**SELECTED TEXT:**

▼

I'm reading a book on Metric Spaces and the author is always talking about the "geometry" of some metric spaces, but he doesn't say what he means by geometry.

For example:

Despite the fact that it is infinite-dimensional, the next example shares many nice geometric properties with the real line $\mathbb{R}$.

$\textbf{Example}$: $(l_\infty)$ This is the space whose elements consist of all bounded sequences $(x_1,x_2,..)$ of real numbers, with the distance $d_\infty (x,y)$ between two such sequences $x=(x_1,x_2,...)$ and $y=(x_1,x_2,...)$ taken as $d_\infty (x,y)=\sup\limits_{1\leq i <\infty}|x_i-y_i|$.

I think he is talking about some theorems that are true on both metric spaces and he considers to be of a "geometric flavor", but he gives no example of such theorems.

What does the author mean by "geometry" in this case? If I'm right, examples of such theorems would be nice.


I think the example given by the author is a bad example to testify for his thesis. Here is a better one: The geometries on the euclidean plane and on the surface of a sphere are certainly different, but they share many interesting properties. For instance, given three (sufficiently small) lengths $a$, $b$, $c$ satisfying the triangle inequality there is, up to isometry, exactly one triangle having $a$, $b$, $c$ as side lengths.

▲

**DATASET CONTENT:**
▼

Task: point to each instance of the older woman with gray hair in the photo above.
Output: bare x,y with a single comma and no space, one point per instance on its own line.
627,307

▲

**TASK TO COMPLETE:**
Reproduce the forum thread above on the meaning of "geometry" in metric spaces in full, word for word.

**RESPONSE TO THE TASK:**
I'm reading a book on Metric Spaces and the author is always talking about the "geometry" of some metric spaces, but he doesn't say what he means by geometry.

For example:

Despite the fact that it is infinite-dimensional, the next example shares many nice geometric properties with the real line $\mathbb{R}$.

$\textbf{Example}$: $(l_\infty)$ This is the space whose elements consist of all bounded sequences $(x_1,x_2,..)$ of real numbers, with the distance $d_\infty (x,y)$ between two such sequences $x=(x_1,x_2,...)$ and $y=(x_1,x_2,...)$ taken as $d_\infty (x,y)=\sup\limits_{1\leq i <\infty}|x_i-y_i|$.

I think he is talking about some theorems that are true on both metric spaces and he considers to be of a "geometric flavor", but he gives no example of such theorems.

What does the author mean by "geometry" in this case? If I'm right, examples of such theorems would be nice.


I think the example given by the author is a bad example to testify for his thesis. Here is a better one: The geometries on the euclidean plane and on the surface of a sphere are certainly different, but they share many interesting properties. For instance, given three (sufficiently small) lengths $a$, $b$, $c$ satisfying the triangle inequality there is, up to isometry, exactly one triangle having $a$, $b$, $c$ as side lengths.